Supplied data -
----
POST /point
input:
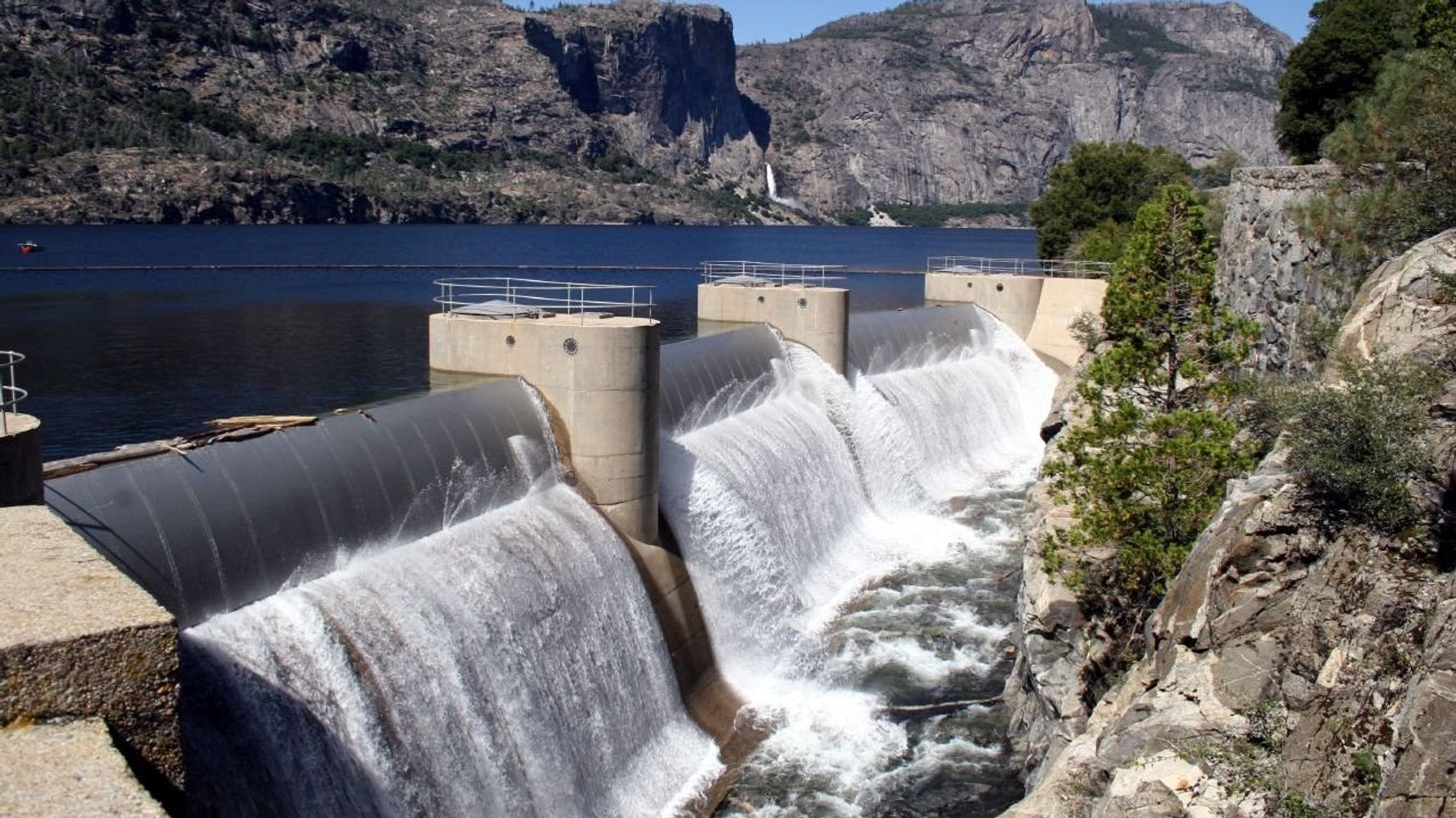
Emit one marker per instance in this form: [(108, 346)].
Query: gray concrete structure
----
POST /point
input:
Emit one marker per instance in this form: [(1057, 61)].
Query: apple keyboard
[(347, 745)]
----
Task to carry out - Pull out each line of the rows above that contains the string "this". Case counts.

Response to the exercise -
Emit one marker per instance in this form: [(108, 346)].
Emit one marker per instance in this form: [(1057, 61)].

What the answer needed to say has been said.